Outro desafio diz respeito aos aspectos regulatórios envolvendo os wearables com dados em saúde. Nos Estados Unidos, por exemplo, as empresas de tecnologias ainda hesitam em classificar os smartwatches como dispositivos médicos, para evitar a regulamentação do setor. Mas na medida em que esses dispositivos e suas saídas são integrados nos sistemas hospitalares e seus alertas direcionam mais pacientes ao sistema de saúde, é esperado que mecanismos reguladores passem a exigir regras mais restritivas.
Se o pressuposto do uso de RWD é gerar informações mais fidedignas de indivíduos, para que as evidências sejam mais próximas da realidade, parece racional que os wearables sejam aliados estratégicos dessa transformação cultural. Estas tecnologias apresentam baixo custo quando comparadas ao investimento para a execução de ensaios clínicos tradicionais, acompanham os indivíduos constantemente, permitem acompanhamento de cada passo dado, são utilizadas como forma de autocuidado, além de coletar dados de uma população diversa, diferentemente dos ensaios clínicos. Consequentemente, são fontes ricas de dados individuais e podem trazer consigo uma grande precisão, pois podem ser coletadas diretamente do paciente. Por isso, apesar dos desafios, a adesão dos wearables em um sistema que valoriza RWD é fundamental e sustentável para o estabelecimento de um sistema de saúde mais eficiente e centrado nos indivíduos.

**TRECHO DOS REGISTROS**

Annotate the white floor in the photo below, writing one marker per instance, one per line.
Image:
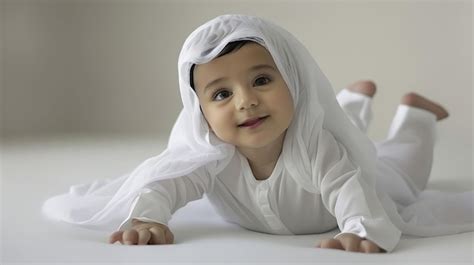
(33, 169)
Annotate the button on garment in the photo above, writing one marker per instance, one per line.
(262, 196)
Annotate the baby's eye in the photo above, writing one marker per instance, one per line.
(221, 95)
(261, 81)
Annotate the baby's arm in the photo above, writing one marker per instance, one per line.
(153, 208)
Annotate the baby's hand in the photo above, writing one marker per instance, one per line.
(350, 242)
(143, 233)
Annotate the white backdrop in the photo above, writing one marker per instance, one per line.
(110, 66)
(107, 70)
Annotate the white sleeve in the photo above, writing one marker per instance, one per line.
(158, 201)
(352, 199)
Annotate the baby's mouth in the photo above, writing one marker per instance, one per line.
(252, 122)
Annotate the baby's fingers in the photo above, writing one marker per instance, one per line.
(369, 247)
(158, 235)
(116, 236)
(130, 237)
(144, 237)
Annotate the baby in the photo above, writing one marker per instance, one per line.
(264, 137)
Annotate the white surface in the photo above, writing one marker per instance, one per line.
(35, 168)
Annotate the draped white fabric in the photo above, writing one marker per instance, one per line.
(318, 116)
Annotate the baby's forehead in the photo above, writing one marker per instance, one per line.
(243, 59)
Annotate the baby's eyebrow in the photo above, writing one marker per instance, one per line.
(251, 69)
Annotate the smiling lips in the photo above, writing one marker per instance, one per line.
(253, 122)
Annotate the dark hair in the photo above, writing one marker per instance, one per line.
(229, 48)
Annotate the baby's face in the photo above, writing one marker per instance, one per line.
(244, 98)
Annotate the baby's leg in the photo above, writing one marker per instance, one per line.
(356, 101)
(410, 143)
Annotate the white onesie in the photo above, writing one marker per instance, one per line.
(279, 205)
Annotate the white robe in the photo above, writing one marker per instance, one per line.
(279, 205)
(329, 159)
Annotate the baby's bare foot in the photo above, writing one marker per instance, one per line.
(365, 87)
(417, 101)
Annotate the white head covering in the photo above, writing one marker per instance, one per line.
(105, 204)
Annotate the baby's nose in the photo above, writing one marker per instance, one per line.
(247, 99)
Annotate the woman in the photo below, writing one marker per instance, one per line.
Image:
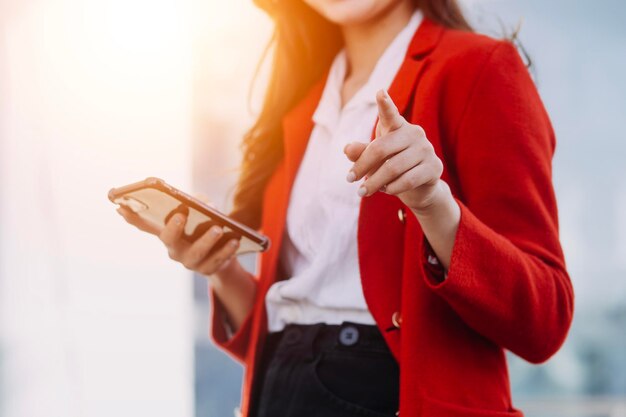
(402, 267)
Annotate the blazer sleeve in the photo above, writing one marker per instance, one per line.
(234, 344)
(507, 278)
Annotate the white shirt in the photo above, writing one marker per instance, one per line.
(319, 251)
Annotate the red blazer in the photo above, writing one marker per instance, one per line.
(507, 286)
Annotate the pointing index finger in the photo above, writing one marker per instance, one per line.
(388, 115)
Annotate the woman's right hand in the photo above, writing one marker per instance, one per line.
(193, 256)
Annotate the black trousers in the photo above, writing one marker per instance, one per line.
(326, 370)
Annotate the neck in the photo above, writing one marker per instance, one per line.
(366, 42)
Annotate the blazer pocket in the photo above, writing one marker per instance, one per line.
(438, 408)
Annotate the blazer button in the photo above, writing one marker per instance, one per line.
(402, 215)
(396, 319)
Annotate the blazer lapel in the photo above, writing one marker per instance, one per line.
(297, 128)
(424, 41)
(381, 226)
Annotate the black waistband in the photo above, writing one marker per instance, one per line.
(312, 338)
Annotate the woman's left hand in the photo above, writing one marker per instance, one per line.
(401, 161)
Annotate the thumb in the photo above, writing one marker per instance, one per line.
(354, 150)
(205, 199)
(389, 119)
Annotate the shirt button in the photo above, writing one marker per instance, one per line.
(396, 319)
(349, 335)
(402, 215)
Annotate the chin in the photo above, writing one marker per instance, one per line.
(350, 12)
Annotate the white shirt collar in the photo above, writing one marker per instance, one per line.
(329, 108)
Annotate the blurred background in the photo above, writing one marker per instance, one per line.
(94, 318)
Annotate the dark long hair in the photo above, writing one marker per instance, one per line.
(304, 45)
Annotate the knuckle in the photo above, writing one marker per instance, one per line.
(419, 130)
(377, 149)
(393, 168)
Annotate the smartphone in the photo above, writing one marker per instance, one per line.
(156, 202)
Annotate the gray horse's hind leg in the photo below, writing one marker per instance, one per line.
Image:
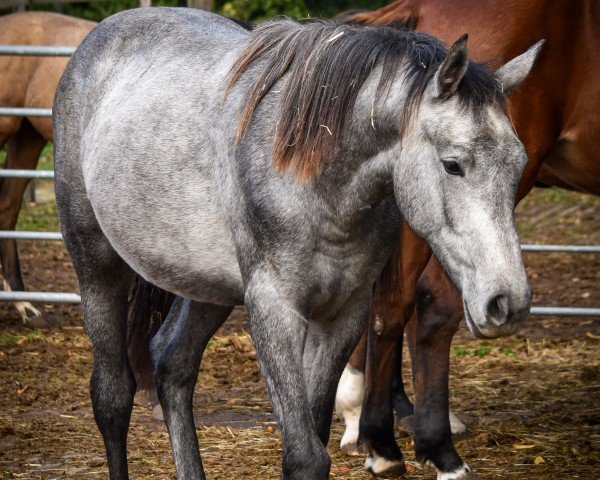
(104, 280)
(326, 352)
(177, 351)
(278, 332)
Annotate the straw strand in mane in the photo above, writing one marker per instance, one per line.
(325, 64)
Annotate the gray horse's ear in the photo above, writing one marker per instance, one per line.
(451, 71)
(511, 74)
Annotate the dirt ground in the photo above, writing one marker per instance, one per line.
(532, 402)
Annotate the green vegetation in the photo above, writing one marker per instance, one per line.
(480, 351)
(248, 10)
(8, 339)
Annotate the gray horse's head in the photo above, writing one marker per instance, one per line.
(465, 163)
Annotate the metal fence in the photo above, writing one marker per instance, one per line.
(55, 297)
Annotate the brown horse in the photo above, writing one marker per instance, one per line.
(28, 82)
(556, 116)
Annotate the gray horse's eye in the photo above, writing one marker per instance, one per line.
(453, 168)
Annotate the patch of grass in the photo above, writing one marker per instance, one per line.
(480, 351)
(460, 351)
(38, 217)
(509, 352)
(46, 161)
(36, 335)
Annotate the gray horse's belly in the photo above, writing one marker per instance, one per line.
(168, 226)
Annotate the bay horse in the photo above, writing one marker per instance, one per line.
(555, 115)
(271, 168)
(28, 82)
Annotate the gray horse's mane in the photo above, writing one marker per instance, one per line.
(326, 63)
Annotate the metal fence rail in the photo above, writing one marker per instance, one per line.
(40, 297)
(25, 112)
(37, 50)
(14, 173)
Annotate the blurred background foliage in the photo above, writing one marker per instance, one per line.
(248, 10)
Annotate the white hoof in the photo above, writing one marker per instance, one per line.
(456, 425)
(27, 311)
(348, 405)
(457, 474)
(382, 467)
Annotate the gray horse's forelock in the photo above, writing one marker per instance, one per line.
(326, 63)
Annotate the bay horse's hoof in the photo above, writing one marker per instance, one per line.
(351, 448)
(384, 468)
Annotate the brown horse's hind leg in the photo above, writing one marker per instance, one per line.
(439, 312)
(23, 151)
(393, 305)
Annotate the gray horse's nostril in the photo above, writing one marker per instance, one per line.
(498, 309)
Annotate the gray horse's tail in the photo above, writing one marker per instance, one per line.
(148, 307)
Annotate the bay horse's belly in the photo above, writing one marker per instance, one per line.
(165, 221)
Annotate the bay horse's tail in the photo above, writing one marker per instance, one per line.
(400, 14)
(148, 307)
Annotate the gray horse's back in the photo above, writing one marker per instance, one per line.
(140, 84)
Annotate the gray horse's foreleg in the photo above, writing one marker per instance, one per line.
(278, 332)
(177, 351)
(328, 347)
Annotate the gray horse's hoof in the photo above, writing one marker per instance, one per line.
(462, 473)
(30, 315)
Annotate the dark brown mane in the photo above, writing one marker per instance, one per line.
(325, 63)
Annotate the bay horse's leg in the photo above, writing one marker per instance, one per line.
(177, 351)
(23, 151)
(104, 281)
(402, 404)
(350, 395)
(439, 312)
(325, 353)
(393, 305)
(279, 333)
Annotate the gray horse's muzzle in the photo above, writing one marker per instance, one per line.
(504, 314)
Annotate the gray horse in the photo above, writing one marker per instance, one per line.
(271, 169)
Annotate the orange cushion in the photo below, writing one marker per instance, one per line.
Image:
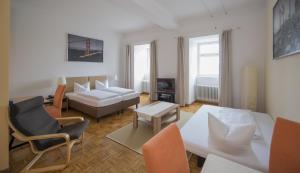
(285, 147)
(165, 153)
(53, 111)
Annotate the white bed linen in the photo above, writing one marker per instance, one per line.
(118, 90)
(195, 135)
(126, 94)
(93, 102)
(98, 94)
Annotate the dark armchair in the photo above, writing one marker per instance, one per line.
(31, 123)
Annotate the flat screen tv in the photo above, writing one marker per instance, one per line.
(84, 49)
(165, 84)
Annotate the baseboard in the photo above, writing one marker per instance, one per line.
(5, 170)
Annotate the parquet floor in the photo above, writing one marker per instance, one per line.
(98, 154)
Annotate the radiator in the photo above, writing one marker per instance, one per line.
(207, 93)
(145, 86)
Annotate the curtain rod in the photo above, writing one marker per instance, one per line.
(215, 28)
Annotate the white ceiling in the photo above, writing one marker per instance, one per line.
(131, 15)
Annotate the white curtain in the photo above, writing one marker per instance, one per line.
(129, 68)
(180, 72)
(153, 71)
(225, 98)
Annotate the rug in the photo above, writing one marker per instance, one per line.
(135, 138)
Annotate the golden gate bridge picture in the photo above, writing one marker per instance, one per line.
(84, 49)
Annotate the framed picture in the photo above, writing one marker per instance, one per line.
(84, 49)
(286, 28)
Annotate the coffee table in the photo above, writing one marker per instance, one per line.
(157, 113)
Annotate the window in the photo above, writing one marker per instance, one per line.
(208, 56)
(141, 67)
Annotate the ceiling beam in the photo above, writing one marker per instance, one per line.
(151, 10)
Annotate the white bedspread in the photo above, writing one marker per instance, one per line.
(195, 135)
(119, 90)
(98, 94)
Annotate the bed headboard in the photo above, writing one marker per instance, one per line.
(71, 80)
(83, 80)
(92, 80)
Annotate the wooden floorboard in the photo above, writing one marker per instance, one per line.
(98, 154)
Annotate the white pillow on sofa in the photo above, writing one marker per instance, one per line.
(99, 85)
(81, 88)
(230, 137)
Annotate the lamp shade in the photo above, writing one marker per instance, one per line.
(61, 81)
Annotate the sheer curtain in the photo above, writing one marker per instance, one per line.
(153, 71)
(180, 71)
(225, 98)
(129, 68)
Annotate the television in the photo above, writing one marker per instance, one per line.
(84, 49)
(165, 85)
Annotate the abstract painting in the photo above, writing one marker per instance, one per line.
(286, 28)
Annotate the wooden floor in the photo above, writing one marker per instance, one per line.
(98, 154)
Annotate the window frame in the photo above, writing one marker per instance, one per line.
(206, 55)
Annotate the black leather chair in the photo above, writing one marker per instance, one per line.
(31, 123)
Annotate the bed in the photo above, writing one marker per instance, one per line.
(196, 139)
(128, 98)
(96, 108)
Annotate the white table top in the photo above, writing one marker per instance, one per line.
(216, 164)
(156, 109)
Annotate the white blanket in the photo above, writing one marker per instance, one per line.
(196, 139)
(118, 90)
(98, 94)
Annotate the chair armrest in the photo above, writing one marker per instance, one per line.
(65, 120)
(40, 137)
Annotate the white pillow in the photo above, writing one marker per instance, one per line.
(99, 85)
(81, 88)
(230, 137)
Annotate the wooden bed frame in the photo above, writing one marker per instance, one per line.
(96, 112)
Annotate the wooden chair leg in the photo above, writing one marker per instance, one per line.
(69, 150)
(44, 169)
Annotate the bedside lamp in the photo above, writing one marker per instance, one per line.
(61, 81)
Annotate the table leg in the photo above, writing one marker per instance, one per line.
(156, 124)
(177, 113)
(135, 120)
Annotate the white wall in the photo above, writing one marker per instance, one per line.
(282, 80)
(38, 54)
(4, 54)
(249, 43)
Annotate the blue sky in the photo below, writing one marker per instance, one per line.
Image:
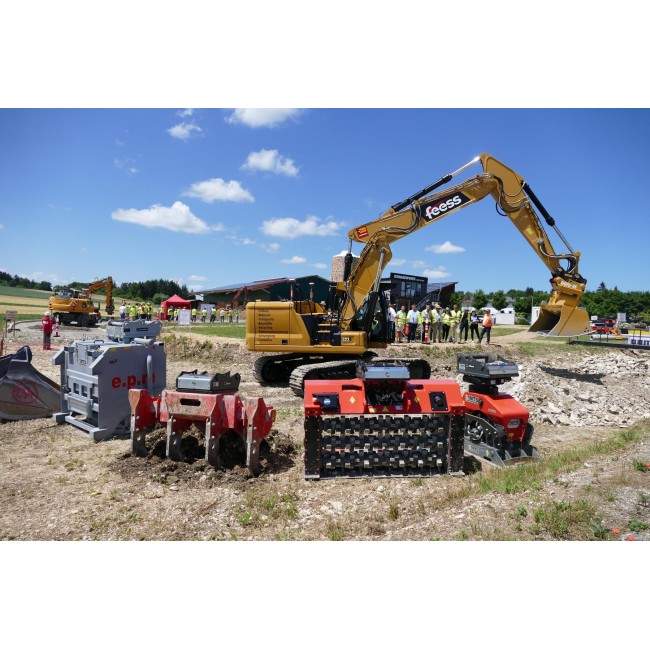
(211, 197)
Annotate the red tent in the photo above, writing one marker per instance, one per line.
(174, 301)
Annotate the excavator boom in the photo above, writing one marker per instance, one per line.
(76, 306)
(561, 315)
(319, 343)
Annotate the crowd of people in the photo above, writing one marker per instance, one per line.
(145, 311)
(435, 324)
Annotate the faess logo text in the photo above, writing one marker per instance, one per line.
(440, 207)
(568, 285)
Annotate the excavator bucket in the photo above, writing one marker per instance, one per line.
(561, 320)
(25, 393)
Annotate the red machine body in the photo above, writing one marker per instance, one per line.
(215, 414)
(384, 424)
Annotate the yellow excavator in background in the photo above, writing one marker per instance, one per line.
(76, 305)
(319, 343)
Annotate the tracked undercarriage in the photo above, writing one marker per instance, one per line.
(384, 422)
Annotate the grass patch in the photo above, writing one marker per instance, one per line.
(636, 526)
(532, 475)
(265, 504)
(335, 532)
(504, 331)
(564, 520)
(228, 330)
(184, 348)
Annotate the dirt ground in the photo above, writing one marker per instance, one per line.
(56, 484)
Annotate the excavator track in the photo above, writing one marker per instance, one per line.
(278, 368)
(346, 369)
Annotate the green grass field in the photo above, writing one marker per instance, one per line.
(231, 330)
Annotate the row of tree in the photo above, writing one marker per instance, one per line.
(601, 302)
(24, 283)
(154, 291)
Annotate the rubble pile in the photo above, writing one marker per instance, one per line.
(606, 390)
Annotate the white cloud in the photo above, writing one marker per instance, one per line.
(442, 249)
(177, 218)
(270, 160)
(436, 274)
(127, 165)
(184, 130)
(290, 228)
(241, 241)
(216, 189)
(256, 117)
(40, 276)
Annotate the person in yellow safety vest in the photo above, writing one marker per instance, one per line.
(424, 324)
(400, 320)
(413, 318)
(487, 326)
(454, 323)
(436, 324)
(463, 326)
(446, 322)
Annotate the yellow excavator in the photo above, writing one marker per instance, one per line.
(324, 343)
(76, 305)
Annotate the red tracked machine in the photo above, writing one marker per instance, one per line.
(382, 423)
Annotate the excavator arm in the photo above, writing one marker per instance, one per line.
(560, 316)
(106, 283)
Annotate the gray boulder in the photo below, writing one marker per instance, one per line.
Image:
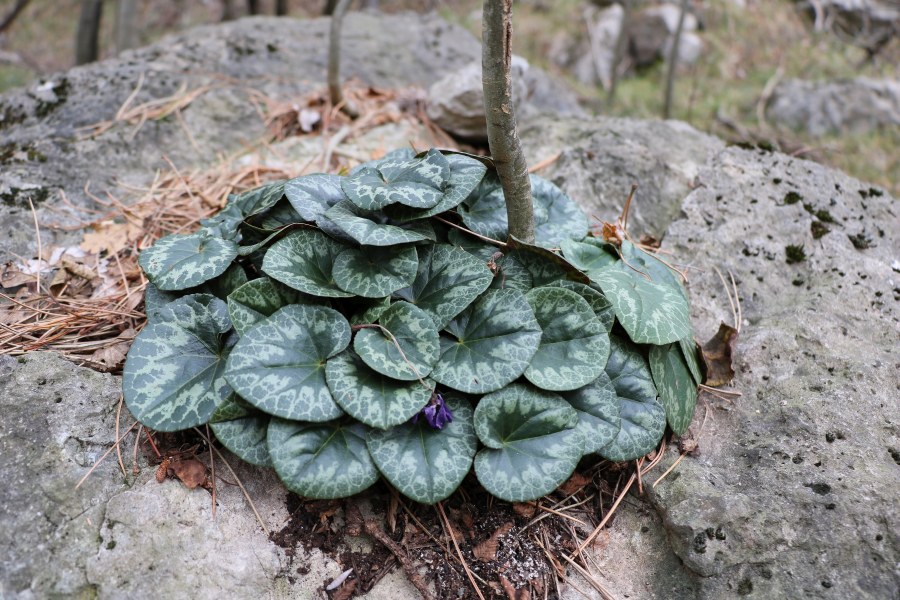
(818, 108)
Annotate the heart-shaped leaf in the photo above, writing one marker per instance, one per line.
(246, 437)
(426, 464)
(372, 398)
(174, 374)
(374, 229)
(279, 364)
(574, 345)
(327, 460)
(595, 298)
(598, 412)
(256, 300)
(304, 260)
(374, 272)
(533, 443)
(312, 195)
(643, 418)
(492, 343)
(447, 281)
(651, 313)
(408, 327)
(676, 386)
(178, 262)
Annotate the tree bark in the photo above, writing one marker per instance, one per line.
(12, 14)
(126, 19)
(87, 38)
(673, 62)
(503, 136)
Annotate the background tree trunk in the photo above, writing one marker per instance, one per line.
(126, 20)
(503, 136)
(87, 38)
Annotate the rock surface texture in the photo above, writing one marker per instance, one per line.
(793, 493)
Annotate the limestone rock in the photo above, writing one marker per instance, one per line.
(857, 105)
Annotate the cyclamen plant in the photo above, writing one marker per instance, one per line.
(339, 328)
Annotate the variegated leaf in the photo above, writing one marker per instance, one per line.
(574, 344)
(532, 442)
(321, 460)
(426, 464)
(413, 331)
(372, 398)
(489, 345)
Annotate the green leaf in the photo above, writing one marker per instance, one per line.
(327, 460)
(374, 229)
(676, 386)
(589, 254)
(643, 419)
(312, 195)
(574, 345)
(447, 281)
(598, 412)
(177, 262)
(304, 261)
(246, 437)
(279, 364)
(256, 300)
(495, 340)
(595, 298)
(426, 464)
(416, 335)
(651, 313)
(173, 377)
(533, 443)
(374, 272)
(372, 398)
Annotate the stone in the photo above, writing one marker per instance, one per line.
(600, 158)
(456, 101)
(819, 108)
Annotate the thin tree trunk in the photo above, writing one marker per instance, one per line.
(126, 19)
(673, 62)
(11, 16)
(334, 60)
(87, 38)
(503, 136)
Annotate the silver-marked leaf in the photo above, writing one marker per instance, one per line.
(447, 281)
(595, 298)
(304, 261)
(279, 364)
(374, 229)
(426, 464)
(574, 344)
(256, 300)
(492, 343)
(533, 443)
(372, 398)
(690, 349)
(246, 437)
(598, 412)
(327, 460)
(651, 313)
(174, 374)
(413, 330)
(177, 262)
(677, 388)
(374, 272)
(465, 175)
(589, 254)
(643, 418)
(312, 195)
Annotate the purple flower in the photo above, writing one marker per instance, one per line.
(436, 412)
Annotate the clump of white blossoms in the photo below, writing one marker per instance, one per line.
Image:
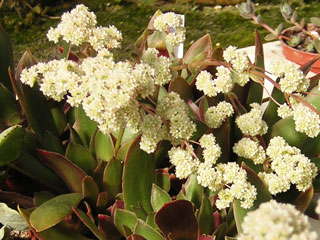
(250, 149)
(240, 63)
(291, 77)
(175, 110)
(79, 26)
(251, 123)
(288, 166)
(216, 115)
(211, 87)
(273, 220)
(171, 24)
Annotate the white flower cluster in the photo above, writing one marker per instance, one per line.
(240, 63)
(250, 149)
(210, 87)
(171, 24)
(174, 109)
(288, 166)
(216, 115)
(251, 123)
(79, 26)
(273, 220)
(291, 77)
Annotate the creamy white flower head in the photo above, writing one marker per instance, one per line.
(288, 166)
(183, 161)
(273, 220)
(171, 23)
(251, 123)
(216, 115)
(306, 120)
(250, 149)
(174, 109)
(75, 26)
(291, 77)
(211, 150)
(284, 111)
(160, 64)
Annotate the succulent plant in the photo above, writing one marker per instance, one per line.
(69, 178)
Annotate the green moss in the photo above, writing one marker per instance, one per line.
(224, 25)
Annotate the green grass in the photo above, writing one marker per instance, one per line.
(225, 26)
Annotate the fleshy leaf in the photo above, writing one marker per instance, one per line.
(81, 157)
(138, 176)
(104, 146)
(11, 218)
(112, 178)
(177, 220)
(263, 195)
(87, 221)
(54, 211)
(11, 141)
(158, 197)
(70, 173)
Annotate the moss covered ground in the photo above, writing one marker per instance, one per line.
(225, 25)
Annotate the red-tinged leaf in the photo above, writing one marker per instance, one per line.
(107, 227)
(84, 126)
(104, 146)
(7, 61)
(91, 225)
(304, 199)
(70, 173)
(162, 179)
(16, 198)
(203, 45)
(206, 237)
(138, 176)
(11, 141)
(159, 197)
(123, 218)
(54, 211)
(177, 220)
(179, 85)
(102, 202)
(81, 157)
(205, 217)
(112, 179)
(56, 232)
(263, 195)
(90, 190)
(147, 231)
(41, 197)
(305, 68)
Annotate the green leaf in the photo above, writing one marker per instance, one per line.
(159, 197)
(147, 231)
(112, 178)
(84, 126)
(90, 190)
(11, 141)
(205, 217)
(9, 109)
(11, 218)
(263, 195)
(80, 156)
(70, 173)
(124, 218)
(87, 221)
(177, 220)
(193, 190)
(104, 146)
(138, 176)
(54, 211)
(7, 61)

**REQUISITOS DAS TAREFAS**
A. Segundo o texto sobre wearables na saúde, por que as empresas de tecnologia dos Estados Unidos hesitam em classificar os smartwatches como dispositivos médicos?
B. Escreva a continuação do texto sobre wearables na saúde, começando logo depois da última frase dele.

**RESPOSTAS DO EXERCÍCIO**
A. Para evitar a regulamentação do setor.

B.
Referências:
Hodkinson, A., Kontopantelis, E., Adeniji, C., Van Marwijk, H., McMillian, B., Bower, P. and Panagioti, M., 2021. Interventions using wearable physical activity trackers among adults with cardiometabolic conditions: a systematic review and meta-analysis. JAMA Network Open, 4(7), pp.e2116382-e2116382.
Seshadri, D.R., Bittel, B., Browsky, D., Houghtaling, P., Drummond, C.K., Desai, M.Y. and Gillinov, A.M., 2020. Accuracy of Apple Watch for detection of atrial fibrillation. Circulation, 141(8), pp.702-703.
Izmailova, E.S., Wagner, J.A. and Perakslis, E.D., 2018. Wearable devices in clinical trials: hype and hypothesis. Clinical Pharmacology & Therapeutics, 104(1), pp.42-52.
Barick, U., Gowda, A., Mohanty, R., Dutt, A.R., Somanath, M., Mittal, S. and Patil, A., 2016. Harnessing real world data from wearables and self-monitoring devices: Feasibility, confounders and ethical considerations. Mefanet Journal, 4(1), pp.44-49.
Dinh-Le, C., Chuang, R., Chokshi, S. and Mann, D., 2019. Wearable health technology and electronic health record integration: scoping review and future directions. JMIR mHealth and uHealth, 7(9), p.e12861.